● **Textauszug**:
════════════════════
Holger Zaumsegel über den Umgang mit dem Bayern-Coach.

Gehen Sie gern auf Arbeit? Die Antworten dürften recht unterschiedlich ausfallen. Einige werden sicher denken: „Grundsätzlich ja, wenn ...“ Ja, wenn nur der Chef nicht wär.

Im Fall von Niko Kovac jedenfalls ist es der Vorstandsvorsitzende der FC Bayern München AG, der in dieser Saison das Arbeitsklima massiv verpestet hat. Das muss Ihnen jetzt keine Träne wert sein. Immerhin hat Kovac mit Sicherheit nicht den schlechtesten Job in dieser Branche. Im Gegenteil – eher den begehrtesten in der Bundesrepublik. Ebenso muss sich der in Berlin geborene ehemalige kroatische Nationalspieler anders als die meisten von uns keine Gedanken mehr über die finanzielle Absicherung der Familie machen.
════════════════════
● **Aufgaben**:
1. Bitte übertragen Sie aus dem Kommentar über Niko Kovac wortgetreu den Abschnitt, der mit „Gehen Sie gern“ beginnt und sich bis einschließlich „der Familie machen.“ erstreckt.
2. In welcher Stadt wurde der Bayern-Trainer laut dem Kommentar über Niko Kovac geboren?
3. Führen Sie den Kommentar über Niko Kovac im Anschluss an seinen letzten Satz weiter.
Die Einträge stammen aus einer anderen Quelle.

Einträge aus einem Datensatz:
════════════════════
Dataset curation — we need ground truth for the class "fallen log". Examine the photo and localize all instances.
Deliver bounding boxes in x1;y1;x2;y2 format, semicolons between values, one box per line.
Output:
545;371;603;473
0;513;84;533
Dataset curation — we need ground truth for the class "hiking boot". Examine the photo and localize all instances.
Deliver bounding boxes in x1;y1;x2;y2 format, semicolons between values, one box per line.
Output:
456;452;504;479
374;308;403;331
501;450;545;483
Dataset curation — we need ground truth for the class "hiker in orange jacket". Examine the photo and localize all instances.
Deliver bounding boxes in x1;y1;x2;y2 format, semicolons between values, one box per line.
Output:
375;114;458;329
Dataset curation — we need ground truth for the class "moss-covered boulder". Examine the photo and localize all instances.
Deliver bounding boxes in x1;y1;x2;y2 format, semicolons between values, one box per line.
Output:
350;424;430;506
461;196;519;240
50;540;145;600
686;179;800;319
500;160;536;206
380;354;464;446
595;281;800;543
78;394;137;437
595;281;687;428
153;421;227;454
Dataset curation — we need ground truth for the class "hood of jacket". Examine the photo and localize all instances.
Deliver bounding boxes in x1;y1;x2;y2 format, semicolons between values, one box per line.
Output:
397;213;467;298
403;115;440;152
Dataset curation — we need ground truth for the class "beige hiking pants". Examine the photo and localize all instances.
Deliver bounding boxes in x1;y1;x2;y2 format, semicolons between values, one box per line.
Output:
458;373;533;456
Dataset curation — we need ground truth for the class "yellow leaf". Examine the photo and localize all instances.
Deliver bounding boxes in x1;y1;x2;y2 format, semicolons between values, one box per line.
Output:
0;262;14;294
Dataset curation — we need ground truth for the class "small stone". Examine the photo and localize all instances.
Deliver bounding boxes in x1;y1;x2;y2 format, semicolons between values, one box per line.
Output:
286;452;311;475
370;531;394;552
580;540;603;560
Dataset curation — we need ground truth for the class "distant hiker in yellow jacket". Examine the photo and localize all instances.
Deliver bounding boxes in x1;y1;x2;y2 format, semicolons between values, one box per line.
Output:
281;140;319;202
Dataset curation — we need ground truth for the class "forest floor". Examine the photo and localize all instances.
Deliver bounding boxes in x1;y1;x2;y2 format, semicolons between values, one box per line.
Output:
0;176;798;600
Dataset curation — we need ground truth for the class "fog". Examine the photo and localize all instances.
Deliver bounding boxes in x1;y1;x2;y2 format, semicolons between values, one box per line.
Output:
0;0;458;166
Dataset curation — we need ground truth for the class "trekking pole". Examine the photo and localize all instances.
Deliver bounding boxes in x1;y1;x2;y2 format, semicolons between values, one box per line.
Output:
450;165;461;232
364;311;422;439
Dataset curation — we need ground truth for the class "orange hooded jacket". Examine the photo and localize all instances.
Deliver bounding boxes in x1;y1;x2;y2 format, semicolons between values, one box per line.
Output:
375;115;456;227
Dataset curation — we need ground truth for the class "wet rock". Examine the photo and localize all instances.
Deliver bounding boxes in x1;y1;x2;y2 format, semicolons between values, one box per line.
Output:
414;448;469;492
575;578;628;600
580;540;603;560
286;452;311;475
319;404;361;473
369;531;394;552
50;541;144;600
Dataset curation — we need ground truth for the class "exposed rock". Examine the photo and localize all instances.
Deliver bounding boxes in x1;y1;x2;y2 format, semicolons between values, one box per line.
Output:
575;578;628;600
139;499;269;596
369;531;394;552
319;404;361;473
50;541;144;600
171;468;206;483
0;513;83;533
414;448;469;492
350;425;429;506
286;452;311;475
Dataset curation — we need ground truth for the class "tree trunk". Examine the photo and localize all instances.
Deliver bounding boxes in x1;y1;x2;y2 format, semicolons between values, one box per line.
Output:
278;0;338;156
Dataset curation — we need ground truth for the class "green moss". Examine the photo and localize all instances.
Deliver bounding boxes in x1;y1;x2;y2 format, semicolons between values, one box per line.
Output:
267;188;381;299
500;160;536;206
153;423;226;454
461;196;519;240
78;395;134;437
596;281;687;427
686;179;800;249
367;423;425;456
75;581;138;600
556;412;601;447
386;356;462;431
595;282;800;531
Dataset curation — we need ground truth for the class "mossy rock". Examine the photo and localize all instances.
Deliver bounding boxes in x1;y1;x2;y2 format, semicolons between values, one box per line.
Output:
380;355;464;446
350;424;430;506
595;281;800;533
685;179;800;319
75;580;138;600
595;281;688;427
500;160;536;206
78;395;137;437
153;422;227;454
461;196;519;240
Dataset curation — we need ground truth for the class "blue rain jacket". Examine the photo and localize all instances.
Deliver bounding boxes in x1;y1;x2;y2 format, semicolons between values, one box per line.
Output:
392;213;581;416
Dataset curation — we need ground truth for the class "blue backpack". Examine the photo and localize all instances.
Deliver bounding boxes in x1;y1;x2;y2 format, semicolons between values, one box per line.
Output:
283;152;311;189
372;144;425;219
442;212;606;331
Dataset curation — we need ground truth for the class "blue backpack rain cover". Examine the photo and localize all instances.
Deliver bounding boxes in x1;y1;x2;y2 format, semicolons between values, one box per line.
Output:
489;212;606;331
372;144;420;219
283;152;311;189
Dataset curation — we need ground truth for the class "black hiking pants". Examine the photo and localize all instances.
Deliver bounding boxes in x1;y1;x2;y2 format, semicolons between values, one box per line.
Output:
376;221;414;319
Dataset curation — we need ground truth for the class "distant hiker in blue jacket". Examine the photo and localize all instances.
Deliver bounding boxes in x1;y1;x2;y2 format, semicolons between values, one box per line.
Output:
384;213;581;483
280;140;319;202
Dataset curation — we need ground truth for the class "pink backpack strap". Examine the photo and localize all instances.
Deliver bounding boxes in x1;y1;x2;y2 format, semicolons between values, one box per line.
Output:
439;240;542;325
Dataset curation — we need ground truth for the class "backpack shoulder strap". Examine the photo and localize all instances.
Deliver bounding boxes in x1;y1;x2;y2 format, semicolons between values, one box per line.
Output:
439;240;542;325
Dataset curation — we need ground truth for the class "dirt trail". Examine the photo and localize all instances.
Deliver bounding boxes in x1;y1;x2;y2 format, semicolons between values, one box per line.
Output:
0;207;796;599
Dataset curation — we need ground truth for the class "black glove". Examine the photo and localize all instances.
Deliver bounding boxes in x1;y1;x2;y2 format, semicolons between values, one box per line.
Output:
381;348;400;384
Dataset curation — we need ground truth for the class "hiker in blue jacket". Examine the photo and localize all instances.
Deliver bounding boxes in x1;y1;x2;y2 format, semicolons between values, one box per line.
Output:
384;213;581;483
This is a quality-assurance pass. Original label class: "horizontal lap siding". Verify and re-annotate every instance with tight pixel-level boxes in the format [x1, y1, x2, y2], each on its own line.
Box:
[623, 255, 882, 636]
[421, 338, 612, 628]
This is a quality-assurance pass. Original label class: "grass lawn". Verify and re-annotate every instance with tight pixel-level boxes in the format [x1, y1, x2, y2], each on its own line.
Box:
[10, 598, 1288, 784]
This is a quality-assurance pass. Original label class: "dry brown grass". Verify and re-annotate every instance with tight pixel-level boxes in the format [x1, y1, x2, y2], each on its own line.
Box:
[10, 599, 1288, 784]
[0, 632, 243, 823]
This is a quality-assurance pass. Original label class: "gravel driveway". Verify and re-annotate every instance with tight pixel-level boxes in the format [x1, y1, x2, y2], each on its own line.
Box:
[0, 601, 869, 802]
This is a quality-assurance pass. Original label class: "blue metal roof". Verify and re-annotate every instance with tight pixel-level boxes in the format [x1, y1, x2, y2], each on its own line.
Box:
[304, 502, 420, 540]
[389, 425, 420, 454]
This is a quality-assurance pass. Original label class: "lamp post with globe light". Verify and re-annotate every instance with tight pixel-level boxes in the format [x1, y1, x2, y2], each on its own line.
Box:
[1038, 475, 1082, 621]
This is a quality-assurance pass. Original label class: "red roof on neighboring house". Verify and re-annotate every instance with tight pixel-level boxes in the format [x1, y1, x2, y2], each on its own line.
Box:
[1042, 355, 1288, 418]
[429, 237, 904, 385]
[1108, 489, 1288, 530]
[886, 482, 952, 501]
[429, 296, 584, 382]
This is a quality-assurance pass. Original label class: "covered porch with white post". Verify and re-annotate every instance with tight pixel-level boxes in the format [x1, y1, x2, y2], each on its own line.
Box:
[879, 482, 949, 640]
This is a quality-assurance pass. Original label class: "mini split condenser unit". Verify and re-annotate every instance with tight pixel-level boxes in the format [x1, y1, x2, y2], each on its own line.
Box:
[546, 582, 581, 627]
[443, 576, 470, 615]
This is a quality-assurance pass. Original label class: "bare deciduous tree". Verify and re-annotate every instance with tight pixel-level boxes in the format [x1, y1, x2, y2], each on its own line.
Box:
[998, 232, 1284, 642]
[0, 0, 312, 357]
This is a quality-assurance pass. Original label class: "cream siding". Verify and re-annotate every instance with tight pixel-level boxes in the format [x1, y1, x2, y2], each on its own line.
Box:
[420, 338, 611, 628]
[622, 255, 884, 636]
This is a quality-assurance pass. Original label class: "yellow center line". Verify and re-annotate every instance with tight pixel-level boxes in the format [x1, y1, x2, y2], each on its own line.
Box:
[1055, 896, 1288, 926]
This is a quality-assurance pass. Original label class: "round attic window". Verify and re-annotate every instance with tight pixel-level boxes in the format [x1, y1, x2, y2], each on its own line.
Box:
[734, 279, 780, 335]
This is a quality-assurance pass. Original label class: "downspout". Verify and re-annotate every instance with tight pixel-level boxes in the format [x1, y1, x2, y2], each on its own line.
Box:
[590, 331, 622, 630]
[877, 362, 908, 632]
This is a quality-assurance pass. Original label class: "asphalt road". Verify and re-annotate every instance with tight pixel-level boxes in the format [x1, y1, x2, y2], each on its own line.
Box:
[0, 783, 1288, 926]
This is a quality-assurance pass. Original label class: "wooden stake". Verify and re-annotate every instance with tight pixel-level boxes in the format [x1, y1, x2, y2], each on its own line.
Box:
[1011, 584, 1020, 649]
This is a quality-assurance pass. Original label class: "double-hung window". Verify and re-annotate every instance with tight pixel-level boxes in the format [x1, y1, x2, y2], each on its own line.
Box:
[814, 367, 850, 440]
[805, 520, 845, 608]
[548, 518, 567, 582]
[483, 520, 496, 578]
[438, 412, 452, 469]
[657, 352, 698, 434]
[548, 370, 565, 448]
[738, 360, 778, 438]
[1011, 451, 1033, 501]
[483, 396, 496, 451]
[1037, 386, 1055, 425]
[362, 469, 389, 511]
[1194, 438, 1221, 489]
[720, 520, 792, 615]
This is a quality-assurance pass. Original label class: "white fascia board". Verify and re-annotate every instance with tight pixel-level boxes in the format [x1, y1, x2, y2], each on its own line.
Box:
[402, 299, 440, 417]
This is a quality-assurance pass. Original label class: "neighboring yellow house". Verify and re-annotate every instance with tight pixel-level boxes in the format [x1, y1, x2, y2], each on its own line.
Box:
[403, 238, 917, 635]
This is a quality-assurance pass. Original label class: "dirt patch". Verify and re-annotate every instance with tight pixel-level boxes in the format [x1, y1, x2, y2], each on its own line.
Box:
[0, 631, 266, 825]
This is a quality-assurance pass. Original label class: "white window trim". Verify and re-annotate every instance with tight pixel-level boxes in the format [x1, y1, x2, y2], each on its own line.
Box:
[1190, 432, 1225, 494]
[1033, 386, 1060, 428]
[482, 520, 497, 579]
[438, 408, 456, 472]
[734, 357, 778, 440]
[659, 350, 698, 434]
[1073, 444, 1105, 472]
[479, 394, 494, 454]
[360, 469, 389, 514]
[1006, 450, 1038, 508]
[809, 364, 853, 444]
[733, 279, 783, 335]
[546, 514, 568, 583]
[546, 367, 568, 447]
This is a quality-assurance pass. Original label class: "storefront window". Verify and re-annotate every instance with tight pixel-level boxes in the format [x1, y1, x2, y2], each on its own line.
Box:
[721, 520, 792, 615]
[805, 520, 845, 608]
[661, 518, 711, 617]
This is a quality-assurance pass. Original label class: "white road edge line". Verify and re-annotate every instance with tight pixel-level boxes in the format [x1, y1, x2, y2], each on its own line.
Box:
════════════════════
● **Ergebnisse in Reihenfolge**:
1.
Gehen Sie gern auf Arbeit? Die Antworten dürften recht unterschiedlich ausfallen. Einige werden sicher denken: „Grundsätzlich ja, wenn ...“ Ja, wenn nur der Chef nicht wär.

Im Fall von Niko Kovac jedenfalls ist es der Vorstandsvorsitzende der FC Bayern München AG, der in dieser Saison das Arbeitsklima massiv verpestet hat. Das muss Ihnen jetzt keine Träne wert sein. Immerhin hat Kovac mit Sicherheit nicht den schlechtesten Job in dieser Branche. Im Gegenteil – eher den begehrtesten in der Bundesrepublik. Ebenso muss sich der in Berlin geborene ehemalige kroatische Nationalspieler anders als die meisten von uns keine Gedanken mehr über die finanzielle Absicherung der Familie machen.

2. In Berlin.

3.
Dennoch ist der 47-Jährige das beste Beispiel dafür, was mitunter falsch in dieser Arbeitswelt läuft und hat deswegen unser Mitleid verdient. Als er von Pokalsieger Eintracht Frankfurt im vergangenen Sommer zu den Stars von der Säbener Straße wechselte, war sein Auftrag klar: Die Bayern durch ein Übergangsjahr führen, in dem, laut Aussage von Präsident Uli Hoeneß, zur Not auch mal auf die Meisterschaft verzichtet würde. Er sollte die jungen Spieler voranbringen und den Umbruch nach der Ära „Robbery“ so langsam einläuten. Allerdings auch den beiden verdienten Altstars, Lieblinge der Chefetage, einen würdigen Abschied bescheren. Gemessen an diesen Aufgaben hat Kovac seinen Arbeitsauftrag übererfüllt. Er hat mit dem FCB das Double gewonnen – übrigens als Erster als Spieler und Trainer –, hat Kicker wie Serge Gnabry, Niklas Süle und mitunter auch Leon Goretzka zu Stammspielern geformt und dabei auch noch Rücksicht auf Arjen Robben und Franck Ribery genommen.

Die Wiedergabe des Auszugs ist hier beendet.